Ältere Menschen im Schussfeld
Unter Berücksichtigung der geltenden Hygiene- und Abstandsregen haben dreissig Freiwillige zwei Wochen intensiv am Film gearbeitet. «Es war ein solidarischer Dreh, der nur dank der Unterstützung zahlreicher Menschen möglich war.»

Ausgangspunkt fürs Drehbuch war die Beobachtung von Guggisberg und Schwegler, dass ältere Menschen im Lockdown auf der Strasse öfters «regelrecht diskriminiert» wurden. «Freunde von uns wurden beschimpft, weil sie nicht zuhause blieben, das fanden wir krass.»

So eine Szene erlebte auch Edy Hubacher. Zu Beginn der Coronakrise sei er auf einem Waldspaziergang mit seiner Frau von Passanten böse angeschaut worden, erzählt er. Für ihn sei aber sofort klar gewesen: «Das muss ich nicht haben.» Fortan führten seine Spaziergänge nur noch um Haus, Atelier und Garten. Zu seinem achtzigsten Geburtstag vom 15. April lancierte er eine «Birthday Challenge»: Inspiriert vom britischen Speerwerfer James Campbell, der in seinem sechs Meter grossen Garten einen Marathon gelaufen war, absolvierte er eine 10-Kilometer-Wanderung rund ums Haus, inklusive Treppen. Er sammelte damit Spenden für «Special Olympics», eine Sportorganisation für Menschen mit geistiger Beeinträchtigung.

============================================================

- [GESTELLTE AUFGABE 1]
Schreiben Sie aus den Datensätzen jede Zeile heraus, in der die Zeichenfolge „drawer“ vorkommt.

============================================================

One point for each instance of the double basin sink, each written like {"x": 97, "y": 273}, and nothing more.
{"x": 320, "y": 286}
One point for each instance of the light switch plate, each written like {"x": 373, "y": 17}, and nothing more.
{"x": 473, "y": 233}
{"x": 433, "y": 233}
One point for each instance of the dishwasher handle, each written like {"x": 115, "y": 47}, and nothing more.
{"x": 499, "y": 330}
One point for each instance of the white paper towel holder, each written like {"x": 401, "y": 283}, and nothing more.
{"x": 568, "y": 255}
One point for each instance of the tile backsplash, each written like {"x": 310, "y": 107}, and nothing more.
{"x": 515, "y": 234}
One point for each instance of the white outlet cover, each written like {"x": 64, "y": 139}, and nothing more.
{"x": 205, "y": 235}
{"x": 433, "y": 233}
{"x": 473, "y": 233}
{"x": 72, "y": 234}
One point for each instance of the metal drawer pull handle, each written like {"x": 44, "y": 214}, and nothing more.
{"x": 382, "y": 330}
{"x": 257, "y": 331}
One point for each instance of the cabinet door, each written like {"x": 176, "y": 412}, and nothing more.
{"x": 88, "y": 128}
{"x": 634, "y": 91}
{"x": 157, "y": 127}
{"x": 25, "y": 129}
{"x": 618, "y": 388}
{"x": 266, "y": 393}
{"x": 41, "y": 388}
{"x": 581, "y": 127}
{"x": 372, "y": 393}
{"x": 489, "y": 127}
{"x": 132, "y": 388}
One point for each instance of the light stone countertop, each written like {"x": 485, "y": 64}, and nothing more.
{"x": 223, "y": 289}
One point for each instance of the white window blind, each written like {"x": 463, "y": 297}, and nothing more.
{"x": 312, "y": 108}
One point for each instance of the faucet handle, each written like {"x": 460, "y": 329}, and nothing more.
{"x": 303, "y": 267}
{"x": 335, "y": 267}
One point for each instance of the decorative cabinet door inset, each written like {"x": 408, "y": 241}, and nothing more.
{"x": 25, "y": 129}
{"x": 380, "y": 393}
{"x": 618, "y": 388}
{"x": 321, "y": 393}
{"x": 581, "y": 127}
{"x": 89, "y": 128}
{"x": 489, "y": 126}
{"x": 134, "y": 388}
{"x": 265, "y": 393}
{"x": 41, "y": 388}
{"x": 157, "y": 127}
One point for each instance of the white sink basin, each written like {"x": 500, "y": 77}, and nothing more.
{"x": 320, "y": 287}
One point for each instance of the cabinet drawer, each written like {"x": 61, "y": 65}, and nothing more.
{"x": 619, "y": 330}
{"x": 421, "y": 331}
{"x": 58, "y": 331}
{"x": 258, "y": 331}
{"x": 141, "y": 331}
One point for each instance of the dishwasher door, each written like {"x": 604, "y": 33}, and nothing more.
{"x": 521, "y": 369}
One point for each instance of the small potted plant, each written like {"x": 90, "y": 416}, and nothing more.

============================================================

- [GESTELLTE AUFGABE 2]
Beantworten Sie zum Text über ältere Menschen im Lockdown diese Fragen:
(a) Wie viele Freiwillige haben am Film gearbeitet?
(b) Wie lang war die Wanderung, die Edy Hubacher zu seinem achtzigsten Geburtstag rund ums Haus absolvierte?
(c) Für welche Organisation sammelte er damit Spenden?

- [SCHRIFTLICHE ANTWORT 1]
One point for each instance of the metal drawer pull handle, each written like {"x": 44, "y": 214}, and nothing more.
One point for each instance of the cabinet drawer, each written like {"x": 61, "y": 65}, and nothing more.

- [SCHRIFTLICHE ANTWORT 2]
(a) Dreissig Freiwillige.
(b) 10 Kilometer.
(c) Für «Special Olympics».